Set task: Here are some records; return them all exactly.

"""

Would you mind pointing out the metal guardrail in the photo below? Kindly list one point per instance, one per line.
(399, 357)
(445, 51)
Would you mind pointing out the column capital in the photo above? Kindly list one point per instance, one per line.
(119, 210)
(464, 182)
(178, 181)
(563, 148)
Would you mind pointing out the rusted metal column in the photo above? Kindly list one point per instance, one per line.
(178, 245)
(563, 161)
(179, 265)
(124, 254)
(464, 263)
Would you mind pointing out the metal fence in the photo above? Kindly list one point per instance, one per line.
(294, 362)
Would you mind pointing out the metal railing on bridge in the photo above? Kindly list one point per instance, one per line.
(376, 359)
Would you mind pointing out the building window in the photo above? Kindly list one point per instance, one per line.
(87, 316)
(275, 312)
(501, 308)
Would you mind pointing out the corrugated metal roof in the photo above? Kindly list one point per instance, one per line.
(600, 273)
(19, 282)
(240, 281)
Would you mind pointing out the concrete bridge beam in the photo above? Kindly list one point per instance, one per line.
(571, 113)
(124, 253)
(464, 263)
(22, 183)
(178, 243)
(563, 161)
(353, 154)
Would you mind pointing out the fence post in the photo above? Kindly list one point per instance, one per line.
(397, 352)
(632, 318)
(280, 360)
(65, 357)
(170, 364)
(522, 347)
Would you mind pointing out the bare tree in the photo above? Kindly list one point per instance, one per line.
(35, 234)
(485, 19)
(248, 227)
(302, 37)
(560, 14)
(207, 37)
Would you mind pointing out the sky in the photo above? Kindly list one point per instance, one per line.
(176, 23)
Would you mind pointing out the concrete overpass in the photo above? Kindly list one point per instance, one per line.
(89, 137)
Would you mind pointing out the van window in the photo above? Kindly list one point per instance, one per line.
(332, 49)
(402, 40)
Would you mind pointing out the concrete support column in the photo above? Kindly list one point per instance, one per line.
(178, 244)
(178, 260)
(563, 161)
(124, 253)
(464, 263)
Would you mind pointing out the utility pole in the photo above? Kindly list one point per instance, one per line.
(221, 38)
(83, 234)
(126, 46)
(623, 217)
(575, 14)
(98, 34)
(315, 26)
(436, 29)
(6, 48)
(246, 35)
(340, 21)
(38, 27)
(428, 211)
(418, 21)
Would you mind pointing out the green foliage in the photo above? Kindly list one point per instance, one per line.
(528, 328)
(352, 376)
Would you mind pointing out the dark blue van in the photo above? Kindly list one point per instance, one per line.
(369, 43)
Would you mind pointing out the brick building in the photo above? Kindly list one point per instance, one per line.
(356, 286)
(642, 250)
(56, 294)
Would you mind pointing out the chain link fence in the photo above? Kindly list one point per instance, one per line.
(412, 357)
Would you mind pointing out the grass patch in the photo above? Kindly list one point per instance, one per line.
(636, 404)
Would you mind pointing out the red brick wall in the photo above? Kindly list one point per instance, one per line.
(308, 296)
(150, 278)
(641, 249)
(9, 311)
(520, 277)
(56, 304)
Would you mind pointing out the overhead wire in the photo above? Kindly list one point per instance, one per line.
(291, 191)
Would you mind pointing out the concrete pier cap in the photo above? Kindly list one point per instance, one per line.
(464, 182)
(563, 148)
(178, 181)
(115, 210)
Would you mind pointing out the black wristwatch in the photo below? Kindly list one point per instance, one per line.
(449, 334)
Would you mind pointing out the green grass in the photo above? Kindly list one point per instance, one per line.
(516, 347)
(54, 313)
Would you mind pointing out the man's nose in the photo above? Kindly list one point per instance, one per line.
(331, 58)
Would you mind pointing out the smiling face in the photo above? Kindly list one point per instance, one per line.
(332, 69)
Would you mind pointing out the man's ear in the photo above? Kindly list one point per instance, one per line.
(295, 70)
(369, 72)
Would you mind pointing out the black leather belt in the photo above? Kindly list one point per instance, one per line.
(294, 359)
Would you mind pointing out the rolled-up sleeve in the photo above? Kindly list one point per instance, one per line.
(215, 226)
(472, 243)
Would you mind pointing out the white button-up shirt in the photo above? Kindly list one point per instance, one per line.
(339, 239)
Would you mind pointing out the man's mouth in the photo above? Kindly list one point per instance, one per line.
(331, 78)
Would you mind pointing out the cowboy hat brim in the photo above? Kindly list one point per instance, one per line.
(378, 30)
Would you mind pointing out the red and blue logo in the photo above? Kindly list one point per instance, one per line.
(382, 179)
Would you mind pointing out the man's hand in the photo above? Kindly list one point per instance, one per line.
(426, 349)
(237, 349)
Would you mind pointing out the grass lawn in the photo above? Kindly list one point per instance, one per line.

"""

Written solution:
Would you mind pointing out the metal guardrail in the photo below? Kindly list one point per instance, one per line.
(399, 357)
(445, 51)
Would you mind pointing out the column capital in the photo above? Kindly list one point per instance, one per line.
(119, 210)
(464, 182)
(178, 181)
(563, 148)
Would you mind pointing out the rusted metal column in the photo above? Kindly list one point per instance, one per line.
(178, 245)
(563, 161)
(179, 265)
(124, 254)
(464, 263)
Would you mind pointing out the metal fence in the photo above? Kindly list one point per instance, one per line.
(294, 362)
Would you mind pointing out the metal railing on bridge in the photo above? Kindly list one point per instance, one per line.
(376, 359)
Would you mind pointing out the building window in the photo above? Kindly list one point per instance, one per line.
(87, 316)
(275, 312)
(501, 308)
Would you mind pointing out the corrugated metal roof in the photo above? Kindly list one point per instance, one per line.
(600, 273)
(19, 282)
(240, 281)
Would you mind pointing out the concrete bridge beam in the photo above? Kindly list one point per instance, one per line.
(571, 113)
(124, 253)
(464, 263)
(22, 183)
(178, 243)
(563, 161)
(353, 154)
Would you mind pointing out the fence post in the photo above? Kindly list one point per instance, one per line.
(397, 352)
(632, 318)
(280, 360)
(65, 357)
(170, 364)
(522, 347)
Would you mind pointing out the bare tree in the photo above? Kindly list one point per instance, one per line.
(35, 234)
(485, 19)
(248, 227)
(302, 37)
(560, 14)
(207, 37)
Would you mind pointing out the sky in the photo above? Kindly list one point per instance, one per line.
(176, 23)
Would you mind pointing out the concrete overpass in the photo above? Kindly list one point per instance, one per line.
(89, 137)
Would you mind pointing out the van window in the photo above? Kindly list one point per instance, one per line.
(332, 49)
(402, 40)
Would you mind pointing out the concrete support column in the photo above? Kindly list one point per instance, one per line.
(178, 244)
(178, 260)
(563, 161)
(124, 253)
(464, 263)
Would you mind pointing out the utility pole in the photo above? Kindly list one point per instance, one per line.
(221, 38)
(83, 234)
(126, 46)
(623, 217)
(575, 14)
(98, 34)
(315, 26)
(436, 29)
(6, 48)
(246, 35)
(340, 21)
(38, 27)
(428, 211)
(418, 21)
Would you mind pointing out the green foliage in the photo above? Kindly list one point per instance, one per line.
(528, 328)
(352, 376)
Would you mind pointing out the dark blue van in the photo above? Kindly list one point per instance, one per line.
(369, 43)
Would you mind pointing out the brick building in the photo above? Kindly list one point per instance, one per line.
(356, 286)
(642, 250)
(56, 294)
Would you mind pointing out the chain link fence in the photo above? Kindly list one point per instance, one per line.
(412, 357)
Would you mind pointing out the grass patch in the photo above? Kindly list one point per instance, one per line.
(636, 404)
Would you mind pointing out the red brick wall in the photo above? Kindly list one point per instance, one per line.
(308, 296)
(150, 278)
(641, 249)
(9, 311)
(520, 277)
(56, 304)
Would you mind pointing out the overhead wire in the photo above? Kindly list one point per instance, one per line.
(291, 191)
Would you mind pointing out the concrete pier cap in the photo above? Kindly list one point per instance, one per line.
(464, 182)
(563, 148)
(178, 181)
(115, 210)
Would you mind pointing out the black wristwatch in the photo below? Kindly list one point per instance, one per line.
(449, 334)
Would you mind pointing out the green grass in the photo above? Kindly list one point per instance, one per line.
(516, 347)
(54, 313)
Would you mind pointing out the man's nose in the photo above? Kindly list one point per instance, one per line.
(331, 58)
Would you mind pointing out the smiling face in the photo above? Kindly list one point per instance, one per line.
(332, 69)
Would you mind pointing out the man's ear in the photo above? Kindly list one point per instance, one per line.
(295, 70)
(369, 72)
Would you mind pointing out the black leather belt in the photo above? Kindly list one point per instance, one per line.
(294, 359)
Would you mind pointing out the rolled-up sleeve in the photo above? Kindly list one point per instance, one per line.
(215, 226)
(472, 243)
Would you mind pointing out the white button-up shirt in the photo above? Kindly list one point per instance, one per line.
(339, 239)
Would you mind pointing out the man's mouth in the photo above? Kindly list one point per instance, one per line.
(331, 78)
Would you mind pointing out the cowboy hat brim in the photo above? Kindly list one point per instance, one per line.
(378, 30)
Would you mind pointing out the red and blue logo in the photo above? Kindly list one point per instance, one per line.
(382, 179)
Would you mind pointing out the man's hand in the photo above? Kindly list one point per instance, one per line.
(426, 349)
(237, 349)
Would you mind pointing out the grass lawn in the photo above? Kindly list one point per instance, one per line.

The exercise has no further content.